Legal Innovation Fellowship: From Zero to Open-Source Automated Legal Analogical Reasoning in Three Months
I believe the access to justice problem cannot be significantly improved in the short or medium term without automating legal services. One of the difficult aspects of automating legal services has been finding a way to automatically get explainable predictions for subjective, discretionary legal issues.
What does that mean with less jargon? Computers have been pretty good, for at least the last 40 years, at telling you whether or not you are a citizen, or what your taxes should be. The answers are clear cut. They have been less useful for telling you whether or not you were negligent, or whether your use of force was reasonable in all the circumstances. Those legal concepts have been too fuzzy for expert systems.
The American Bar Association’s Center for Innovation awarded me an Innovation Fellowship to try and fix that. I’m happy to announce that the main goals of that project have been met.
Phase 1: Add Analogical Case-Based Reasoning to docassemble
Docassemble is the leading open-source tool for building legal interview and document automation tools. OpenLCBR is an open-source implementation of the IBP algorithm for automating case-based reasoning by analogy. Phase 1 of the project involved writing a piece of software, docassemble-openlcbr, to make it possible to use openlcbr inside a docassemble interview.
Phase 2: Build Tools for Building Analogical Reasoners
Docassemble-openlcbr tool allowed you to run an analogical reasoner, but it didn’t provide you any convenient way to build one. Phase 2 of the fellowship project was to build a tool that would allow non-technical users (read: lawyers) to build an analogical reasoner in a user-friendly interface.
In this post I describe the results of that phase.
Phase 3: A Demonstration Reasoner and Interview
The last phase of the project was an experiment. The goal was to generate a new analogical reasoner using the tools I had developed in Phase 2, and then use that reasoner along with the tools I had developed in Phase 1 to create a website that automated a legal service that required answering a subjective question in an access-to-justice area of law.
There were a number of things that I wanted to learn:
- If you build an analogical reasoner in docassemble-openlcbr, does it work?
- Do the tools work properly? How can they be improved?
- How hard is it to build an analogical reasoner that works? Is the effort worth what you get out of it?
- What is the process for the legal expert in building an analogical reasoner? What are some of the problems that you experience, and what are some of the things you can do to make the result better?
I’m going to give you the answers here.
The Phase 3 Process
Choosing a Target
The first part of the process was choosing a purpose for the tool. I have been doing a lot of research into automating the law surrounding common law relationships in Alberta in the course of my LLM in Computational Law at the University of Alberta. That legislation was a good choice for automating with analogical reasoning, because there are very few elements of the legislation which are subjective, and the rest could be automated relatively quickly.
So I decided that my analogical reasoner would be designed to answer the question: “are these two people in a relationship of interdependence”. That is one of the factors that is used to determine whether or not a couple are in a common law marriage, which is called an “adult interdependent partnership” in the legislation.

*Brief 1*.
In the fellowship post, which organization awarded the Innovation Fellowship?
*Brief 2*.
Copy out the portion of the fellowship post starting at "There were a" and ending at "the result better?".

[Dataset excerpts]
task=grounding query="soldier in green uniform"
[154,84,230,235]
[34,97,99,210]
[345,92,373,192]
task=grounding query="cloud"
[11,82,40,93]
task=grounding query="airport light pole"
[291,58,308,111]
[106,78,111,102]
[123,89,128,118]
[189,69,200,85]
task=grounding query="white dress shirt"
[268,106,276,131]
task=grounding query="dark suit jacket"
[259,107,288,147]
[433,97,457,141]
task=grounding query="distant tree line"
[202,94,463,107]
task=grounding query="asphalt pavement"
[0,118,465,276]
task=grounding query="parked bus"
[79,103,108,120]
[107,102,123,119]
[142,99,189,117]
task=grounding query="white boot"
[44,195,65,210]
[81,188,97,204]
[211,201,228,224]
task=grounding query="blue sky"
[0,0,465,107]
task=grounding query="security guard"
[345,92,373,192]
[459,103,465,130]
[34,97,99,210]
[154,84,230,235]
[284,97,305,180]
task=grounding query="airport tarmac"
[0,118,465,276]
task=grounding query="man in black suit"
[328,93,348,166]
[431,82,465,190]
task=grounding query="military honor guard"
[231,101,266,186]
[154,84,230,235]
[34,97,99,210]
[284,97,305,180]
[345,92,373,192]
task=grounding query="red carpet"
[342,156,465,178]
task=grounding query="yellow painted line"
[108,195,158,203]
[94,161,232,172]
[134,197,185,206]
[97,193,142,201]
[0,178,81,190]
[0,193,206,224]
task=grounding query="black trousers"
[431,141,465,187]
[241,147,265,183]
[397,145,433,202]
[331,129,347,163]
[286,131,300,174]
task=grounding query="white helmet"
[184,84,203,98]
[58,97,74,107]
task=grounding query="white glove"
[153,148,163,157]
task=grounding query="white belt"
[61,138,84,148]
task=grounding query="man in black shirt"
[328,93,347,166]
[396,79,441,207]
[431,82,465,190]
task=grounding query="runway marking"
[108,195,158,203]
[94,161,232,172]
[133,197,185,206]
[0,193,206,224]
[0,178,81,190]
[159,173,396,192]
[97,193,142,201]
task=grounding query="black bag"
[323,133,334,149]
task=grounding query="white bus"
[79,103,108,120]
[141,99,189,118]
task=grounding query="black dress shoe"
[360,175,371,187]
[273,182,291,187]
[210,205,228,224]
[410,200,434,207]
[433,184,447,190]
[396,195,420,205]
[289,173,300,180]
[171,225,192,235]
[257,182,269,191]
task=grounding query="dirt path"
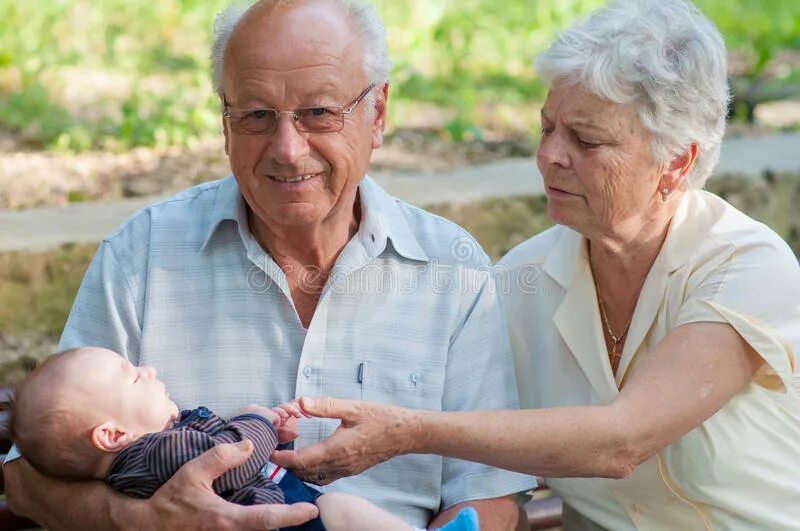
[0,133,800,251]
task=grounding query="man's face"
[224,2,386,228]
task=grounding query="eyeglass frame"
[222,83,377,136]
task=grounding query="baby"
[12,347,478,531]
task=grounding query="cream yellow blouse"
[497,191,800,530]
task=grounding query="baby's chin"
[169,400,181,427]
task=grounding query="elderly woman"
[272,0,800,530]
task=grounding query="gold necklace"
[592,284,633,375]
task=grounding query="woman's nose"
[536,131,569,167]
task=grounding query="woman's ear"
[659,144,700,192]
[91,421,133,452]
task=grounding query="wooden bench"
[0,386,562,531]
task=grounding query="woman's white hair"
[535,0,730,188]
[211,0,392,103]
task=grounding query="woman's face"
[536,83,663,238]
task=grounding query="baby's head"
[12,347,179,479]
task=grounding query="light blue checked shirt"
[37,177,535,527]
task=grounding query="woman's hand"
[271,398,420,485]
[272,400,308,444]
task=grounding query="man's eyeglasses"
[222,83,375,135]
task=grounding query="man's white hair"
[211,0,392,102]
[535,0,730,188]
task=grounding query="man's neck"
[248,198,361,275]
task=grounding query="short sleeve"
[675,240,800,391]
[442,272,536,509]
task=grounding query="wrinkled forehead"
[224,1,364,94]
[542,81,641,131]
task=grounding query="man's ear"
[372,82,389,149]
[658,144,700,192]
[219,113,231,157]
[91,421,133,452]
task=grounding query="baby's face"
[66,348,179,437]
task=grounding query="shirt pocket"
[358,360,444,411]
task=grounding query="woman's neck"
[587,193,680,306]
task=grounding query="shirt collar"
[358,176,430,262]
[200,175,430,262]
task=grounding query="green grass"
[0,0,800,151]
[0,176,800,352]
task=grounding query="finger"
[271,441,333,479]
[178,439,253,486]
[269,450,303,469]
[286,403,303,418]
[292,398,311,419]
[241,503,319,529]
[300,396,360,419]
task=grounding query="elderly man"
[6,0,533,529]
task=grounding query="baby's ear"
[92,421,133,452]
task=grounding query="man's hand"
[144,438,318,530]
[271,398,418,485]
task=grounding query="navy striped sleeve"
[214,413,278,492]
[143,429,216,484]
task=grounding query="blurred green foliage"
[0,0,800,151]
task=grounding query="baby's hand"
[239,404,281,428]
[272,401,306,444]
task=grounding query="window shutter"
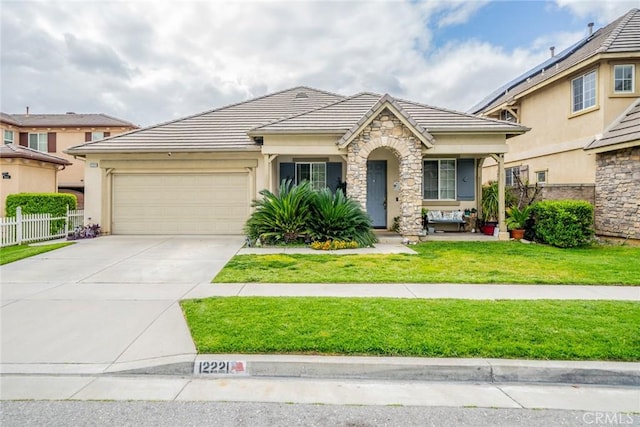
[47,132,57,153]
[327,162,342,193]
[456,159,476,201]
[278,163,296,187]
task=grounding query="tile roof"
[585,98,640,151]
[469,9,640,114]
[0,144,71,166]
[251,92,528,140]
[66,87,528,154]
[0,113,137,128]
[67,86,344,154]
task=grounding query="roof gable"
[67,86,344,154]
[584,98,640,153]
[338,94,433,148]
[469,9,640,114]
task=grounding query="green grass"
[0,242,73,265]
[213,242,640,285]
[181,297,640,361]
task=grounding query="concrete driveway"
[0,236,243,373]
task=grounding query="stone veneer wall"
[538,184,596,205]
[347,108,422,240]
[595,147,640,239]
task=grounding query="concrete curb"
[116,354,640,386]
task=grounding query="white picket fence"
[0,207,84,247]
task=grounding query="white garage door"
[111,173,251,234]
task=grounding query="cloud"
[0,0,624,125]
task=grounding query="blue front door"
[367,160,387,228]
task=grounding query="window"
[29,133,48,153]
[3,129,13,144]
[91,132,104,141]
[536,170,547,184]
[422,159,456,200]
[296,163,327,190]
[504,166,520,186]
[571,70,596,113]
[613,64,635,93]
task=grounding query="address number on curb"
[193,360,247,375]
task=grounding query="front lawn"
[0,242,73,265]
[213,241,640,285]
[181,297,640,361]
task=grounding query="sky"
[0,0,640,126]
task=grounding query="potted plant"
[506,205,532,240]
[481,181,500,235]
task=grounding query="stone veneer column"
[595,147,640,239]
[347,108,422,241]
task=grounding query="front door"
[367,160,387,228]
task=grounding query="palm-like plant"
[307,188,376,247]
[245,180,313,243]
[505,205,533,230]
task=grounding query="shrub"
[311,240,359,251]
[307,188,376,247]
[245,180,313,244]
[5,193,78,234]
[245,180,376,246]
[534,200,594,248]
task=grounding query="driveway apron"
[0,236,243,373]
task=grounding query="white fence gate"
[0,207,84,247]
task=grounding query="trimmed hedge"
[533,200,594,248]
[5,193,78,233]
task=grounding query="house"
[0,143,71,211]
[471,9,640,212]
[585,98,640,239]
[0,111,137,207]
[67,86,528,239]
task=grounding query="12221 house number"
[193,360,247,375]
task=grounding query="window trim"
[421,157,458,202]
[612,64,636,95]
[294,162,327,190]
[570,69,598,114]
[2,129,16,144]
[90,131,105,142]
[27,132,49,153]
[504,166,522,187]
[535,169,549,184]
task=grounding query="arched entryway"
[347,108,422,240]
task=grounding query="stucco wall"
[0,159,57,212]
[595,147,640,239]
[483,59,640,184]
[0,123,132,188]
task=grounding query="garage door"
[111,173,251,234]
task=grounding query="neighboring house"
[67,87,527,239]
[585,98,640,239]
[0,113,137,207]
[0,143,71,211]
[471,9,640,210]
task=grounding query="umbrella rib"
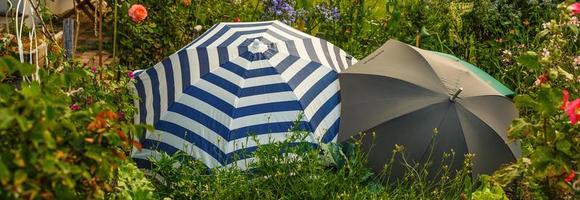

*Reply 1*.
The American Bar Association's Center for Innovation.

*Reply 2*.
There were a number of things that I wanted to learn:
- If you build an analogical reasoner in docassemble-openlcbr, does it work?
- Do the tools work properly? How can they be improved?
- How hard is it to build an analogical reasoner that works? Is the effort worth what you get out of it?
- What is the process for the legal expert in building an analogical reasoner? What are some of the problems that you experience, and what are some of the things you can do to make the result better?